--- Start of EXCERPTED RECORDS ---

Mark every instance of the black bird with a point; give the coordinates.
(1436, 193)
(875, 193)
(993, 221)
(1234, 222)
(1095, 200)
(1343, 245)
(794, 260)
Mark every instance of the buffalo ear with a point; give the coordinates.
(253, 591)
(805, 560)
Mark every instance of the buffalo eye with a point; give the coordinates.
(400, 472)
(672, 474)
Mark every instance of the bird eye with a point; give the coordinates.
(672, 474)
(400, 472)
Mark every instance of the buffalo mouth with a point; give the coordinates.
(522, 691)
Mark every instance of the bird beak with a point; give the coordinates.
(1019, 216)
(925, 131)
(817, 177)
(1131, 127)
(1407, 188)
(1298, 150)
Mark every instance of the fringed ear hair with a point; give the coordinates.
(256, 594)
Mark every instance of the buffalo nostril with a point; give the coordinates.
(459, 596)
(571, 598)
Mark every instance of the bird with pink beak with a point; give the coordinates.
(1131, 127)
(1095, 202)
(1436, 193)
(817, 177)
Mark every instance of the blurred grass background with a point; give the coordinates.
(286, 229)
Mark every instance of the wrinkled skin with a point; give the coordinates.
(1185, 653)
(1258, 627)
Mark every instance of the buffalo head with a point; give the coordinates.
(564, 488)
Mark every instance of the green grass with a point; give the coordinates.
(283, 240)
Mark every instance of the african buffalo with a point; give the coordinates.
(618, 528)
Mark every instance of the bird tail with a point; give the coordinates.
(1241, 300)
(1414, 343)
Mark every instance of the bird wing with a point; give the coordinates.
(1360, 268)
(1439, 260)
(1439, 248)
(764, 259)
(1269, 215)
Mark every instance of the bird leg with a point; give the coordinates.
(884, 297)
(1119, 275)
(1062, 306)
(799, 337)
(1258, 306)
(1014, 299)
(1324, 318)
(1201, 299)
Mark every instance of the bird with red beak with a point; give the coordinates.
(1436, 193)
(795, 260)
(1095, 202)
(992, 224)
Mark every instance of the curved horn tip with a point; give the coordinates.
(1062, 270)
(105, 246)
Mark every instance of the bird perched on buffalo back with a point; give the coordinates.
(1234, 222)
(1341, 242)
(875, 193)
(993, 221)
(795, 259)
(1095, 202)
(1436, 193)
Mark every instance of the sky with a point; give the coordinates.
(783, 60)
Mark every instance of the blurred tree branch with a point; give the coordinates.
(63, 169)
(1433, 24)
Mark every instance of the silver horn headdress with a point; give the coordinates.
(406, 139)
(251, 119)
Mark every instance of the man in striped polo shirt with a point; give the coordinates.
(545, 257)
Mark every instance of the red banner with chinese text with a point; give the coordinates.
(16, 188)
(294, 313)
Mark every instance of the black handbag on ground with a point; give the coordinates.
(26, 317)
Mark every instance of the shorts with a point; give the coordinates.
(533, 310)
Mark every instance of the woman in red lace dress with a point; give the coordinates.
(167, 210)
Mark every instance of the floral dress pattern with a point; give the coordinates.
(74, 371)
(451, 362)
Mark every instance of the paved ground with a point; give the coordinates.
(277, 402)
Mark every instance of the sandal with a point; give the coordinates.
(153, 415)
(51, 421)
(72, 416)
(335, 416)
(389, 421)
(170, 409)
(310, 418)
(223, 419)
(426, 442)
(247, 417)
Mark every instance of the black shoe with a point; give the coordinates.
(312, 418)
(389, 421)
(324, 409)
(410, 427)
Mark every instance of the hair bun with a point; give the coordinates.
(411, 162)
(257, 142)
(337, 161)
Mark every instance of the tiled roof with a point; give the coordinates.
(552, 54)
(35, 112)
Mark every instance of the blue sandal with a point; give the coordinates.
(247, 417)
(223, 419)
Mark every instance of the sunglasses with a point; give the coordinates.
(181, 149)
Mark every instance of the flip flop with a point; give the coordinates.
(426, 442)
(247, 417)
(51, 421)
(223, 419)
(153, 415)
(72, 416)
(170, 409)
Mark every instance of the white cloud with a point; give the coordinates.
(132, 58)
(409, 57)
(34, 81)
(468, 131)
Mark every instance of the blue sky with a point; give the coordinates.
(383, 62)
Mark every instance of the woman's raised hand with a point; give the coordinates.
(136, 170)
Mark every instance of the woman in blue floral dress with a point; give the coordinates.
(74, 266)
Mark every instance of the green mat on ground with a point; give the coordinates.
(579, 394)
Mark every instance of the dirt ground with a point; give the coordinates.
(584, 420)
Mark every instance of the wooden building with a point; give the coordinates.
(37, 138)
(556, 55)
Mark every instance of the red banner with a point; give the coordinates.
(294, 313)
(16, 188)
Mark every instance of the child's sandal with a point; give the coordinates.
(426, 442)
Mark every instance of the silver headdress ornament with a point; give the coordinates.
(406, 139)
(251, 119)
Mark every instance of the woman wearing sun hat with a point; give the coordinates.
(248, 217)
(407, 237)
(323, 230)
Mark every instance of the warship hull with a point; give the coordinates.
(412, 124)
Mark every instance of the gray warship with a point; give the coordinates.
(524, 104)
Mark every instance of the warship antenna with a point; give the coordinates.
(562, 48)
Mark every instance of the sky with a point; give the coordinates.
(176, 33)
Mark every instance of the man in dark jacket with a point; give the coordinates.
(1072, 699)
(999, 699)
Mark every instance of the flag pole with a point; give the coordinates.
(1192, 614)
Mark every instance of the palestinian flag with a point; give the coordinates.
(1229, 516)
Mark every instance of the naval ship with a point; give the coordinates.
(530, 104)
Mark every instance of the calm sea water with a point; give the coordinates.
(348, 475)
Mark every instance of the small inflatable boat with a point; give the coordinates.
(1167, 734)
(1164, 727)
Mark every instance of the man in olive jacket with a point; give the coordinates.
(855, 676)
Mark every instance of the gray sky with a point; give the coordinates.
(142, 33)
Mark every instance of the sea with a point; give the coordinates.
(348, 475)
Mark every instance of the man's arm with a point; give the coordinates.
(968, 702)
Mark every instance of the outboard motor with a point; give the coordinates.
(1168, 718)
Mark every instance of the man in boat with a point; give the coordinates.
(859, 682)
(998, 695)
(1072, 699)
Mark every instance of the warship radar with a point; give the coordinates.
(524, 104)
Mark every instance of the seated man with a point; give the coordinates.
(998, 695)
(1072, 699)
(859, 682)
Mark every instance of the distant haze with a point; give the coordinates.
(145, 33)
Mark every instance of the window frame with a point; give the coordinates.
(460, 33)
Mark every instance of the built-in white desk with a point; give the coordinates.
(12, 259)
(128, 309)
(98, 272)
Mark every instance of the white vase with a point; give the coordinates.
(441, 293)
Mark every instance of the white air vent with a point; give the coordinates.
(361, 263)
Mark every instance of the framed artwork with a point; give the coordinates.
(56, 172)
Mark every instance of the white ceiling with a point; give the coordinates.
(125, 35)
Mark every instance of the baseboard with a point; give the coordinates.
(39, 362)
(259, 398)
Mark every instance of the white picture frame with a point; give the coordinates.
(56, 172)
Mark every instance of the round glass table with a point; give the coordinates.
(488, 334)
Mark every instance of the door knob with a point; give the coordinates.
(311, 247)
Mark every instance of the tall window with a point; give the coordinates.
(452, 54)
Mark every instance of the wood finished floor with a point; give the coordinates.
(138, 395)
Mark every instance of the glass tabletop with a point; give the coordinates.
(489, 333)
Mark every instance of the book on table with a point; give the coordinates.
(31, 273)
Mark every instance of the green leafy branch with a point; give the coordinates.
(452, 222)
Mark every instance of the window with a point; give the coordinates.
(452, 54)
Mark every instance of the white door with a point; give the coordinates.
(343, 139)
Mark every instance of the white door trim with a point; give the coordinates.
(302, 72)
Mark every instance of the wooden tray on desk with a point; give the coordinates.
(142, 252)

--- End of EXCERPTED RECORDS ---

● **WHAT YOU HAVE TO DO**: Return exactly the lines of the data, and only those, from the line with "Mark every instance of the man's" through the last line, inclusive.

● **RESPONSE TO THE TASK**:
Mark every instance of the man's arm with a point; give the coordinates.
(968, 702)
Mark every instance of the outboard motor with a point; give the coordinates.
(1168, 718)
Mark every instance of the man in boat with a point; give the coordinates.
(859, 682)
(998, 695)
(1072, 699)
Mark every instance of the warship radar with a point; give the coordinates.
(524, 104)
Mark every instance of the seated man with a point; give the coordinates.
(998, 695)
(1072, 699)
(859, 682)
Mark every instance of the distant haze with a point; give the coordinates.
(145, 33)
Mark every instance of the window frame with a point; give the coordinates.
(460, 33)
Mark every instance of the built-in white desk with a point; give the coordinates.
(12, 259)
(128, 309)
(98, 272)
Mark every instance of the white vase with a point; give the coordinates.
(441, 293)
Mark every instance of the white air vent with a point; give the coordinates.
(361, 263)
Mark every instance of the framed artwork with a point; give the coordinates.
(56, 172)
Mark every instance of the white ceiling with a point; give the coordinates.
(125, 35)
Mark every instance of the baseboard with a point; give the coordinates.
(39, 362)
(259, 398)
Mark every instance of the white picture frame with a point; give the coordinates.
(56, 172)
Mark every instance of the round glass table with a point; give the coordinates.
(488, 334)
Mark every instance of the door knob with a point; give the coordinates.
(311, 247)
Mark every instance of the tall window with a point; give the coordinates.
(452, 54)
Mark every instance of the wood finished floor with a point; give the coordinates.
(138, 395)
Mark every instance of the glass tabletop with a point; give the coordinates.
(489, 333)
Mark every instance of the book on table with a point; give the coordinates.
(31, 273)
Mark every instance of the green leafy branch with a point; give the coordinates.
(452, 222)
Mark every instance of the window with a point; give the coordinates.
(452, 54)
Mark every instance of the white door with a point; give the coordinates.
(343, 139)
Mark every instance of the white door trim with a point; give the coordinates.
(302, 72)
Mark every instance of the wooden tray on desk with a point; give the coordinates.
(142, 252)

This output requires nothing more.